::: Document section :::

Led by keeper John Allen Midgett, known fondly as “Captain Johnny,” the lifesavers steered a 25-foot motor surfboat miles from shore, through tunnels of smoke and flames, between undulating sheets of fire and around jagged debris, rained upon by hot embers, choking on toxic fumes of ignited benzol, their eyes burned by raging heat, to track down three barely discernable and scattered lifeboats filled with ravaged victims.
Hour after horrific hour, the six men worked into the night until all 42 survivors were safely on the beach.
“No amount of training could have prepared them for the challenge they faced,” Duffus wrote. “The white, wooden hull of surfboat No. 1046 was scorched as it weaved in and out of the flames.”
Even though Duffus, who also wrote Shipwrecks of the Outer Banks in 2007 and War Zone: World War II off the North Carolina Coast in 2012, was well-acquainted with the Mirlo story, he was hesitant when Chicamacomico Historical Association asked him to tackle writing yet another account of the event.
Originally, Duffus says, he agreed to write 30 pages, although he had doubts that he could add enough to the story to make it fresh. The just-published book, though still compact, ended up being twice as long.
During his research, Duffus learned that letters from Victor Wild, a survivor on the Mirlo, had been discovered recently in National Park Service archives on Roanoke Island, adding never-seen perspective on the attack, the rescue and the aftermath.
Duffus says he was also able to definitely determine, in his review of numerous U.S. and German military records, that the Mirlo was struck by a torpedo launched from the U-117, and not one of the mines the submarine had laid at Wimble Shoals.

:::

Work task A -
Answer these questions from the passage on the Mirlo rescue:
(i) How long was the motor surfboat the lifesavers steered?
(ii) How many survivors were brought safely to the beach?
(iii) From which submarine was the torpedo that struck the Mirlo launched?
Work task B - Continue the passage on the Mirlo rescue from where it stops.

::: Records :::

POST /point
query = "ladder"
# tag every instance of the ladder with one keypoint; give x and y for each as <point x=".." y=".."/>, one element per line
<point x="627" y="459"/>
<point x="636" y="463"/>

:::

Exercise result A -
(i) 25 feet
(ii) 42
(iii) The U-117

Exercise result B -
In reading the letters from Wild, a third officer on the tanker, Duffus found that he had written to “the Midgetts, Rodanthe, North Carolina” in 1970, shortly before his 76th birthday. After the postmaster opened the letter to determine which of the many Rodanthe Midgetts it was intended for, it was quickly forwarded to then 61-year-old Bethany Midgett Gray, Captain Johnny’s daughter, Duffus recounts in his book. The two wrote back and forth, a correspondence that ended with Wild’s death later that year.
“You must realize that had it not been for your father,” Wild wrote to Gray, “that I would not have been alive today.”
The letters also revealed that Wild had named his first-born daughter “Mirlo,” and that his granddaughter also had the same name. His wife was believed to have been pregnant when he had departed England on July 2.
“The fact is he thought it was important that he named his daughter Mirlo,” Duffus says. “That to me is the epitome of the lifesavers’ legacy.”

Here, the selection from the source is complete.